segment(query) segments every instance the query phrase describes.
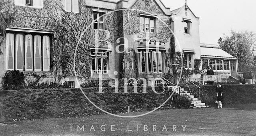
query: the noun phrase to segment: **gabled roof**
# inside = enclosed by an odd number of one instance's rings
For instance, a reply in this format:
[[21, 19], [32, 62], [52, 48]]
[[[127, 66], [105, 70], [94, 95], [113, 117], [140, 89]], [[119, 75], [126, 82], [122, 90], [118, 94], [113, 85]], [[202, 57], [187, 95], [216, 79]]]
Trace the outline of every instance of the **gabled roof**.
[[[116, 10], [123, 8], [130, 8], [138, 0], [86, 0], [86, 6], [97, 8]], [[161, 0], [154, 1], [166, 15], [170, 16], [170, 8], [165, 6]]]
[[180, 7], [179, 8], [178, 8], [176, 9], [171, 11], [170, 12], [171, 14], [174, 14], [174, 15], [177, 14], [181, 10], [183, 9], [183, 8], [185, 8], [185, 7], [187, 8], [189, 10], [190, 10], [191, 12], [191, 13], [192, 13], [192, 14], [193, 14], [194, 16], [195, 16], [195, 17], [198, 18], [200, 18], [199, 17], [198, 17], [196, 16], [196, 15], [195, 15], [195, 14], [194, 14], [192, 10], [191, 10], [190, 8], [189, 8], [189, 7], [188, 7], [188, 5], [186, 4], [183, 5], [183, 6], [182, 6], [181, 7]]
[[223, 50], [217, 45], [200, 43], [200, 46], [201, 57], [237, 59], [235, 57]]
* * *
> TASK DIRECTIONS
Scale the data from its start through the line containing "8], [165, 6]]]", both ends included, by writing those lines out again with every coordinate in the answers multiplied by 2 and rounded to a whole number, halves up. Keep the requests and their format samples unchanged, and leave the pictures out.

> SOLUTION FOR THIS EXERCISE
segment(query) segments every instance the query phrase describes.
query: the noun phrase to segment: **gabled roof**
# inside = enclosed by an odd number of one instance's rings
For instance, a reply in this format:
[[21, 19], [32, 62], [52, 48]]
[[[127, 66], [105, 70], [94, 95], [113, 117], [140, 89]], [[119, 75], [126, 82], [122, 90], [118, 94], [113, 85]], [[202, 57], [187, 95], [216, 79]]]
Trace the outline of every instance of the **gabled roof**.
[[[232, 20], [246, 16], [260, 16], [276, 0], [172, 0], [172, 12], [194, 16]], [[322, 0], [308, 2], [332, 30], [340, 32], [340, 16], [330, 12]]]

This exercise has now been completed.